Work to be completed: According to the passage on GAG biosynthesis, what is the average molecular mass of GAG from A. fumigatus?

A GAG biosynthetic gene cluster has been identified in A. fumigatus, and the mechanism of GAG biosynthesis has been studied by analyzing the proteins encoded by the clustered genes [77]. The average molecular mass of GAG from A. fumigatus is approximately 100 kDa (range, 10–1000 kDa) [75]. Deacetylation of GalNAc residues depends on the deacetylase Agd3 in A. fumigatus [77]. GAG-dependent adhesion is controlled by the degree of GalNAc deacetylation [77]. The ratio of GalNAc to galactose is also important for hyphal aggregation [79]. Thus, localization of insolubilized GAG on the cell surface via deacetylated GalNAc residues is thought to be required for hyphal aggregation.

The detailed mechanism underlying GAG biosynthesis has been reported by Speth et al. [97] in A. fumigatus. Briefly, this mechanism includes: [1] UDP-galactose and UDP-GalNAc production by Uge3 in the cytoplasm; [2] polymerization of galactose and GalNAc and export of the polymer through the membrane by Gtb3; [3] deacetylation of the polymer by Agd3 to produce mature GAG (Fig. 3b). Bamford et al. [98] recently reported that Ega3 has endo-α-1,4-galactosaminidase activity, but the function of Ega3 during GAG biosynthesis is still unknown. The authors suggested that the N-terminal transmembrane region of Ega3 is cleaved, and then the mature Ega3 form is released from the membrane and hydrolyzes deacetylated GAG [98] (Fig. 3b). Sph3 shows endo-α-1,4-N-acetylgalactosaminidase activity [99, 100]. Although disruption of the sph3 gene results in lack of GAG [99], the mechanism underlying this defect remains unclear. Although Gtb3 has not yet been characterized, it might contribute to polymerization of galactose and GalNAc, and to the outward translocation of the polymer through the pore-like region [77]. Sheppard and Howell [21] reported that the disruption of the gtb3 gene in A. fumigatus resulted in the absence of GAG. We also confirmed the absence of GAG in the A. oryzae disruptant lacking the gtbZ gene (orthologous to A. fumigatus gtb3) (Miyazawa et al., unpublished results), suggesting that GtbZ is essential for GAG biosynthesis. Uge3 has epimerase activity that converts UDP-glucose into UDP-galactopyranose and UDP-N-acetylglucosamine into UDP-GalNAc [79, 101].

Items listed in a dataset:
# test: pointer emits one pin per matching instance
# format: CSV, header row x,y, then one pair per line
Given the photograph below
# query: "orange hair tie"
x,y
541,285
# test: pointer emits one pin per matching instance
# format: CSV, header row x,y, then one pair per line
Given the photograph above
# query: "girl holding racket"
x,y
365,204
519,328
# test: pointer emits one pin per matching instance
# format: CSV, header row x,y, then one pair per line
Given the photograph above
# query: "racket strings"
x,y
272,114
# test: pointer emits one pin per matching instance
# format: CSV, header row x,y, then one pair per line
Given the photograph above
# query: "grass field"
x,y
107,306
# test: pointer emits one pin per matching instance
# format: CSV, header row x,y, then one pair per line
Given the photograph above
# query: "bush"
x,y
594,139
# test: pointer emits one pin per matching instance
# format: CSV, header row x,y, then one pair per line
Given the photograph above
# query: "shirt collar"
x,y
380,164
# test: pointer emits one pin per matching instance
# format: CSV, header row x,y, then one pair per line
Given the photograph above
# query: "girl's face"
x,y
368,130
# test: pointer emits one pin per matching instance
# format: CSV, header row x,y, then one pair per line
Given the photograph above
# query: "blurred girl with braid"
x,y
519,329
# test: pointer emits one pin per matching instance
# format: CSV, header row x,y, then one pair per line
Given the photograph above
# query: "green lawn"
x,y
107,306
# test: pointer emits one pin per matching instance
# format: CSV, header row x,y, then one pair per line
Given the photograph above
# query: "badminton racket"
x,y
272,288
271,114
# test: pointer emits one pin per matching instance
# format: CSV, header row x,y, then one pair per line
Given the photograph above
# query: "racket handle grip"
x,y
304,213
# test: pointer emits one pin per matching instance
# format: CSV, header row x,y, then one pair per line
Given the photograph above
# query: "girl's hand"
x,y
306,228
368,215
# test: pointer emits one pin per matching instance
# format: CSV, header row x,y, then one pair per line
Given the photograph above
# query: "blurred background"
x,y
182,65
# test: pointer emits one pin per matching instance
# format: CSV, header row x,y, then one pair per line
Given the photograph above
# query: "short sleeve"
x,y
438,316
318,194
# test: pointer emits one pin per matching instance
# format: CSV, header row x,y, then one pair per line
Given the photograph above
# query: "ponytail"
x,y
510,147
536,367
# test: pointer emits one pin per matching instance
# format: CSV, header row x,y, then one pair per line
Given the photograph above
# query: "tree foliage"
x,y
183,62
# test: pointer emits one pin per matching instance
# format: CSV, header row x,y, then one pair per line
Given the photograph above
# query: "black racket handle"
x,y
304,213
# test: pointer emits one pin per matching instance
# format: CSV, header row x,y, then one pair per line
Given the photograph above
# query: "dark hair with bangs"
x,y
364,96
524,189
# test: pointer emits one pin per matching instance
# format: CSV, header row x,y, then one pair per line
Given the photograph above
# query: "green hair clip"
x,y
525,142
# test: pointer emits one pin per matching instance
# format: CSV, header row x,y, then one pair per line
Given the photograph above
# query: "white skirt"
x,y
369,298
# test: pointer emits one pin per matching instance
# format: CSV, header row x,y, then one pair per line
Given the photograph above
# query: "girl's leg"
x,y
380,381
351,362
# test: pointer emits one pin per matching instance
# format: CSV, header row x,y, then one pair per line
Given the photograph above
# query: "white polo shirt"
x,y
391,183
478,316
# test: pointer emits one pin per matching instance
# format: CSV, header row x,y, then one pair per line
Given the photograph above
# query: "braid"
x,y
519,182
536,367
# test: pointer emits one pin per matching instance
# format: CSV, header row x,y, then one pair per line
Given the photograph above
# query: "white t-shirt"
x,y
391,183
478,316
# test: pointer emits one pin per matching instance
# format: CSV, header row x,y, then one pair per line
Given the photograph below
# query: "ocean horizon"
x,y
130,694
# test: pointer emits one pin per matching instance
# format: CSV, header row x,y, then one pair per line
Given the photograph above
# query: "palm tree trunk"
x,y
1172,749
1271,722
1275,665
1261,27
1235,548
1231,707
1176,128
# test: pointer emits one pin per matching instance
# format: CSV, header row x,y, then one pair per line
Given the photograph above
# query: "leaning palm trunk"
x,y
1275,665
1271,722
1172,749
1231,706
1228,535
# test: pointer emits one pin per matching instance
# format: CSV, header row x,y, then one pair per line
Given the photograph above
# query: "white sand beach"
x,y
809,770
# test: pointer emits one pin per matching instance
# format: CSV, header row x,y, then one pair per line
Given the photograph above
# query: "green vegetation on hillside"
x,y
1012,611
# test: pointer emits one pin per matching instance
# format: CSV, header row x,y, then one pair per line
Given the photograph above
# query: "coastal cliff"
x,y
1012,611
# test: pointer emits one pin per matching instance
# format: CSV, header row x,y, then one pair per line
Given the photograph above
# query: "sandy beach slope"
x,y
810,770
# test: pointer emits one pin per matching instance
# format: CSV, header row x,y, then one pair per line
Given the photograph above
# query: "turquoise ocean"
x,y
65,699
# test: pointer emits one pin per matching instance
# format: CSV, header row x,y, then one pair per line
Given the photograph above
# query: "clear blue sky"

Solution for this problem: Approximately 100 kDa, with a range of 10–1000 kDa.